_EXERCISE_: List each line of the data below that contains the word "gold". Case is significant, so a line counts only if its letters match in case.
··· EXTRACTED ENTRIES
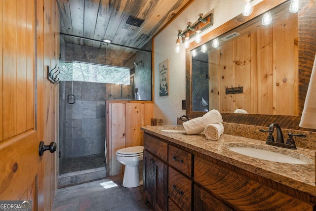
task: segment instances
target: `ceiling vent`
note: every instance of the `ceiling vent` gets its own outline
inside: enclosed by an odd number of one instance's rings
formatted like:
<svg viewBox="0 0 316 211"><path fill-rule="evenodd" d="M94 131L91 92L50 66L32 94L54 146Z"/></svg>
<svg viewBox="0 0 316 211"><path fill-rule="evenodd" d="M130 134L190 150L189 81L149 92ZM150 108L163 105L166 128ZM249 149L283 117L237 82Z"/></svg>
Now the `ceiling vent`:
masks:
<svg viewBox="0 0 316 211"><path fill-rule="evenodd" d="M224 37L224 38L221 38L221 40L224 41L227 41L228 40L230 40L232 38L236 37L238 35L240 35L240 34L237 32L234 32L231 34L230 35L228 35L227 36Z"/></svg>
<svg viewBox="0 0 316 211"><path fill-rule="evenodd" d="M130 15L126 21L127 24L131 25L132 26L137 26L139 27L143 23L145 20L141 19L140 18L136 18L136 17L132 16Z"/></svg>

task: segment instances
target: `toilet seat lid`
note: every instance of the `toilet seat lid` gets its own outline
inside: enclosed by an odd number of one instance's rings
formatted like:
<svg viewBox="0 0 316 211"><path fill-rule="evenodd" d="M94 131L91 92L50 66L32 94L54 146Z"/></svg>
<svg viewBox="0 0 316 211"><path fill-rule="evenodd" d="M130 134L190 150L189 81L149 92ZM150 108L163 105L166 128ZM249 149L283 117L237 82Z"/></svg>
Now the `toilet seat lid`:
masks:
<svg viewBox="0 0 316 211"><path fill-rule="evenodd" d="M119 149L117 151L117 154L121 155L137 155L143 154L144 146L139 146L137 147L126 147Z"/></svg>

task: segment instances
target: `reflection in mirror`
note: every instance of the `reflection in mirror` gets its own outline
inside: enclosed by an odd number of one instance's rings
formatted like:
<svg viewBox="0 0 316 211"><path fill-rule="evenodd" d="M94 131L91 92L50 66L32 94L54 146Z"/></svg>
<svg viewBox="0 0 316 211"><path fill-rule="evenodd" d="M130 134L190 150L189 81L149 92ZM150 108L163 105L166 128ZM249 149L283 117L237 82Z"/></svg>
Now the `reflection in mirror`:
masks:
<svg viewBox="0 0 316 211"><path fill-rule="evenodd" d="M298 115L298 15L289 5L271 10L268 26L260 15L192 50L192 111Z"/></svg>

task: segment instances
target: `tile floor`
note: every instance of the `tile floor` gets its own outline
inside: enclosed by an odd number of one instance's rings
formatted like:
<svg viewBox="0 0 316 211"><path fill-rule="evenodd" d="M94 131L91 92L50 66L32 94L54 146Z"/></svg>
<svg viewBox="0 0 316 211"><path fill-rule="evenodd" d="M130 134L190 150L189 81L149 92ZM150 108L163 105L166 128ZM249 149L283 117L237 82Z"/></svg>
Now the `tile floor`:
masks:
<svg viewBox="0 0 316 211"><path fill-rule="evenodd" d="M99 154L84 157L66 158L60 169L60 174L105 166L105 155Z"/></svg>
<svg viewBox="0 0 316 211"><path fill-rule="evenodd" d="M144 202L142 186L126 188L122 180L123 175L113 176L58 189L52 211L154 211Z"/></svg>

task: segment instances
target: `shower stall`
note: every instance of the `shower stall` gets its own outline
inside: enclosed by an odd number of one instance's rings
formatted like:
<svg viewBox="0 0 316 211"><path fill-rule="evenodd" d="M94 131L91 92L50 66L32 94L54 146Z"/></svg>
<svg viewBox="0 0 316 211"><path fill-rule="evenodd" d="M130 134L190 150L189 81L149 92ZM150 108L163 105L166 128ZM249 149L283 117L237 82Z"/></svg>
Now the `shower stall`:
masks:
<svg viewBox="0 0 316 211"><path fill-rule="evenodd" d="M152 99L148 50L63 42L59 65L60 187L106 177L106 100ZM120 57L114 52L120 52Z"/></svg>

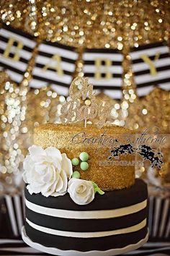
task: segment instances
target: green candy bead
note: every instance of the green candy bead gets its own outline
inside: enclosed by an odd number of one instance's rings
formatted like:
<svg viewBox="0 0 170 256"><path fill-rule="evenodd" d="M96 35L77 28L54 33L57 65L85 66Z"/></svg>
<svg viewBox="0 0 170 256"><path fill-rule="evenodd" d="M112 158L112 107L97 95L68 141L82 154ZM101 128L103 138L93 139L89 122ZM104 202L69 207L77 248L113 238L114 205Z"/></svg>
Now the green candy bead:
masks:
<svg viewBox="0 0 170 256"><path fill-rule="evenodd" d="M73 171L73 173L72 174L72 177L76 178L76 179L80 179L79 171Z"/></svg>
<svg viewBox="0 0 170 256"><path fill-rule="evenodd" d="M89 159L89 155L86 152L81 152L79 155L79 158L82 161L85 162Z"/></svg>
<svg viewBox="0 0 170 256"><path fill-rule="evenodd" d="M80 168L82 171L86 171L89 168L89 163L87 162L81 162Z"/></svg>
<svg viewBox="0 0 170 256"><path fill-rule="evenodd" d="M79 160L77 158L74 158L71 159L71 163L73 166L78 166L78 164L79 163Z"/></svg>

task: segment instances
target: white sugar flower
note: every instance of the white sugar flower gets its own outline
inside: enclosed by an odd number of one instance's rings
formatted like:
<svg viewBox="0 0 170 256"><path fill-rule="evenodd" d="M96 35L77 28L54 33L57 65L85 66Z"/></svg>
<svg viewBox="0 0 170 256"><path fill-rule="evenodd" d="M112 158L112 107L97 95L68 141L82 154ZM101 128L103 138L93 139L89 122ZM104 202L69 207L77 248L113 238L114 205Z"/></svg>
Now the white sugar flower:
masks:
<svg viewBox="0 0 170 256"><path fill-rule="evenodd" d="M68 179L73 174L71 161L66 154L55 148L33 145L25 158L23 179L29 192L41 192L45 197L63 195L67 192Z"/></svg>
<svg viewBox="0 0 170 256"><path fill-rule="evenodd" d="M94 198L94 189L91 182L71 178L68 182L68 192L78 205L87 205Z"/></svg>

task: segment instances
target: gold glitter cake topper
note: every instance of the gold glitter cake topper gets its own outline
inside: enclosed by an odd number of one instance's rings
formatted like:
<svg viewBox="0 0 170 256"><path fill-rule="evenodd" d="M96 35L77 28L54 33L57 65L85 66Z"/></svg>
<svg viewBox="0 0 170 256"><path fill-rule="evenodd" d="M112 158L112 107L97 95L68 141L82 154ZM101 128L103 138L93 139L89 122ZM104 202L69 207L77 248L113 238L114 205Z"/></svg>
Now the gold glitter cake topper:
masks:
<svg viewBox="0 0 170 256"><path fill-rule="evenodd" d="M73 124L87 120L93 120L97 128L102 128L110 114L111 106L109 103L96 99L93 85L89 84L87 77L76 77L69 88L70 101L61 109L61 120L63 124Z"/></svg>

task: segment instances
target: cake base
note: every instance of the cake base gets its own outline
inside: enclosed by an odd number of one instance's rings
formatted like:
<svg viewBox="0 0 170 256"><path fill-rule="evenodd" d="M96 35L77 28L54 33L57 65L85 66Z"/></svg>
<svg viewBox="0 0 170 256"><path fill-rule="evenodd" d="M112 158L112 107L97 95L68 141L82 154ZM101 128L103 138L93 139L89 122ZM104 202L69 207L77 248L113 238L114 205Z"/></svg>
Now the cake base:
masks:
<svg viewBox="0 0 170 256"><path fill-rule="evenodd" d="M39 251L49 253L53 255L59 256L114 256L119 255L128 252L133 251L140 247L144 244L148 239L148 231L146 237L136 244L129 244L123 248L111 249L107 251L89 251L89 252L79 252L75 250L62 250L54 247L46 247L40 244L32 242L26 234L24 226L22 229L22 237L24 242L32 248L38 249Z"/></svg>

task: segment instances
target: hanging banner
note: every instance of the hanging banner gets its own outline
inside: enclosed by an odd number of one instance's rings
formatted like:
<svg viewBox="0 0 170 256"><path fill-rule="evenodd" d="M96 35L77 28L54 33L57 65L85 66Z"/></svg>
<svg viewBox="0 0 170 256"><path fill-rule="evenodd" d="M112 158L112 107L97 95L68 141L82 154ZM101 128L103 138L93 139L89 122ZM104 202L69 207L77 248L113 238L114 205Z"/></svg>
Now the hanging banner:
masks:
······
_SOLUTION TO THE PROBLEM_:
target: gold glitter cake topper
note: every instance of the gold glitter cake topper gets its own outline
Now the gold glitter cake topper:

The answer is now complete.